* [TASK 1]
Copy the song comments word for word, starting at "I remember that" and ending at "people off track.".
* [TASK 2]
Add the next part of the song comments, picking up after their final line.

I remember that song in the late 80ties.I walked in the moonlight along the street , so far from him and , Oh God,how I missed him! I remember his steps at the Arquebusiers street...so long ago...somehere...sometimes...
This song is beautiful but its written mostly for Louis, not for Lestat. I need a song as beautiful as this one for my prince Lestat! He deserves it! 🥀🌙🍷
I'm in New Orleans right now, my first time here. I've grown tired of vampires and I think that the idea has been ruined by mainstream media, but I feel this song here. Southern Gothic written by an Englishman.
I'm surprised that so many people believe that this is a werewolf song. I suppose it doesn't really matter in the end, but the fact of the matter is that Sting himself has stated that the song was inspired by the Anne Rice book. It's probably the frequent mentions of the moon that throws people off track.
We all are 100% different, that makes everyone of us unique and priceless, so each one of us is the best, no one better or worse than the others, unluckily; the only one who is better than all of us is the nonexistent, it is the one who was nothing and it will stay as nothing, forever. life is imperfect, otherwise no one suffers no one complains and no need to be patient.
Yes , your true self "ATMA" the non existed one. The consciousness behind your physical body and your mind - The Awareful Witness - the one who is real you but not existed in this physical world. 🕉
As I sat in Biloxi, Mississippi, I found this album. And, in that moment, this song introduced me to Anne Rice and "Interview with the Vampire. " Yesssss...
As a fan of Anne Rice's Vampire Chronicles i gotta say I LOVE this song, since the first time i heard it (without have confirmed it was based on Anne's books) i knew it was about Anne's vampires. My favorites books!

* [DATASET CONTENT]

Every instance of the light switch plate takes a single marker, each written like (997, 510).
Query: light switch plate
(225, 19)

* [YOUR RESPONSE 1]
I remember that song in the late 80ties.I walked in the moonlight along the street , so far from him and , Oh God,how I missed him! I remember his steps at the Arquebusiers street...so long ago...somehere...sometimes...
This song is beautiful but its written mostly for Louis, not for Lestat. I need a song as beautiful as this one for my prince Lestat! He deserves it! 🥀🌙🍷
I'm in New Orleans right now, my first time here. I've grown tired of vampires and I think that the idea has been ruined by mainstream media, but I feel this song here. Southern Gothic written by an Englishman.
I'm surprised that so many people believe that this is a werewolf song. I suppose it doesn't really matter in the end, but the fact of the matter is that Sting himself has stated that the song was inspired by the Anne Rice book. It's probably the frequent mentions of the moon that throws people off track.

* [YOUR RESPONSE 2]
@striva Anne wrote 10 books and together they are Vampire Chronicles and one of them is "Interview with the vampire" but this song was inspired by "The vampire Lestat", another book of The Chronicles, but it doesn't have movie like Interview...
when this song was released I was 15 and I knew this life of the song. It could be a vampire singing, yes. But to me it was anyone who is bound and drawn to a life that, before it is even lived, in his heart he's knowing, is destined to be... unusual. Yet, you go. Don't you... Yes. You do.
Most of you should know this song is not about vampires but a werewolf. Just because it is set in New Orleans and at this present time(2011) vampires are all the rage, this particular song is about a werewolf!
For all my years playing shows all over the south including many parts of LA, the one time I've gotten to go to Bourbon Street was on my honeymoon with my ex wife. She was from there originally, and we spent a few days at the Hyatt on the corner of Bourbon and Canal. The honeymoon was the best part of the whole marriage.
It's not about a werewolf, honey. The liner notes from "Dream of the Blue Turtles" clearly say that Sting wrote it after reading "Interview With The Vampire" when it was a new book, long before it was a movie.